-- DATASET ROWS --
================

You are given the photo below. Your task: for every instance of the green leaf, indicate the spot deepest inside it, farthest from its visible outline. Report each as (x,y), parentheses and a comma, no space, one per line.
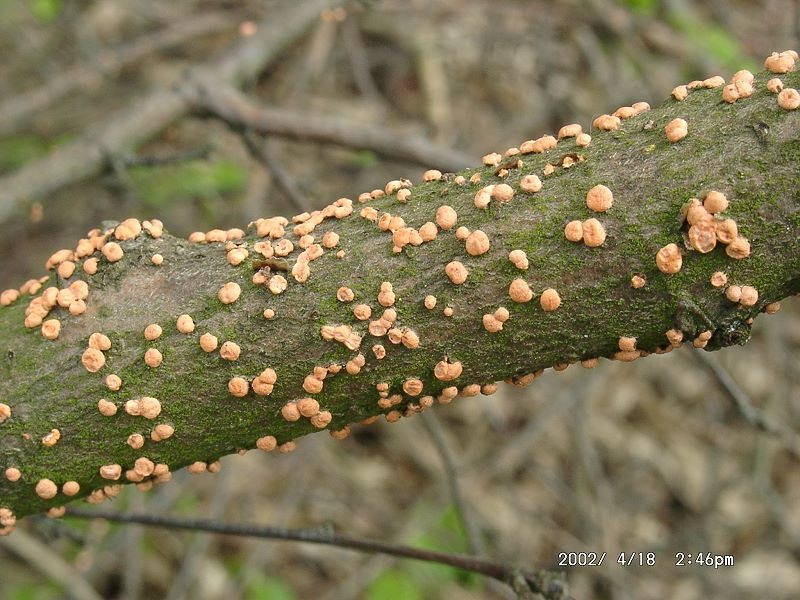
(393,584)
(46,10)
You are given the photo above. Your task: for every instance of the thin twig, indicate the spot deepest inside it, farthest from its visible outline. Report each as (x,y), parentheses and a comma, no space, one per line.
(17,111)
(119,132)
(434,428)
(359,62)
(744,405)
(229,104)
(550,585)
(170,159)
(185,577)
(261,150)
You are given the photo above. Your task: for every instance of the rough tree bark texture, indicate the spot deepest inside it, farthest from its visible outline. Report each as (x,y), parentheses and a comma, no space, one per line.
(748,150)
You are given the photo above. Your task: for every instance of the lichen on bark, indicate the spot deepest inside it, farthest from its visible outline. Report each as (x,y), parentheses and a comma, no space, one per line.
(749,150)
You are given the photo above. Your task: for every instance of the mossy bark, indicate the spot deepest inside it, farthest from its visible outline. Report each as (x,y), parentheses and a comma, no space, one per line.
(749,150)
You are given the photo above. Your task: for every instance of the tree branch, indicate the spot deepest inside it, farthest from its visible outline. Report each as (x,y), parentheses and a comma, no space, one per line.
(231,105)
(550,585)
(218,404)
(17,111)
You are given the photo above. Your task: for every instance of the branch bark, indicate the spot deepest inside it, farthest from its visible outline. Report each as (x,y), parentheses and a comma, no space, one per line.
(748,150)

================

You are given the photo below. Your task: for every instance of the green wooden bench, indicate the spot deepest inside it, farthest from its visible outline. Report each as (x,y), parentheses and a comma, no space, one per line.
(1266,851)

================

-- WHAT THE TASK REQUIRES --
Find each line in the material above that contains the word "bench", and copy those lines out in full.

-- RESULT FOR THIS EXERCISE --
You are given the photo below. Your task: for every instance of the green wooden bench, indicate the spot deepest inside it, farthest from its visible outline. Report each as (x,y), parentheses and a comma, no space, one per line.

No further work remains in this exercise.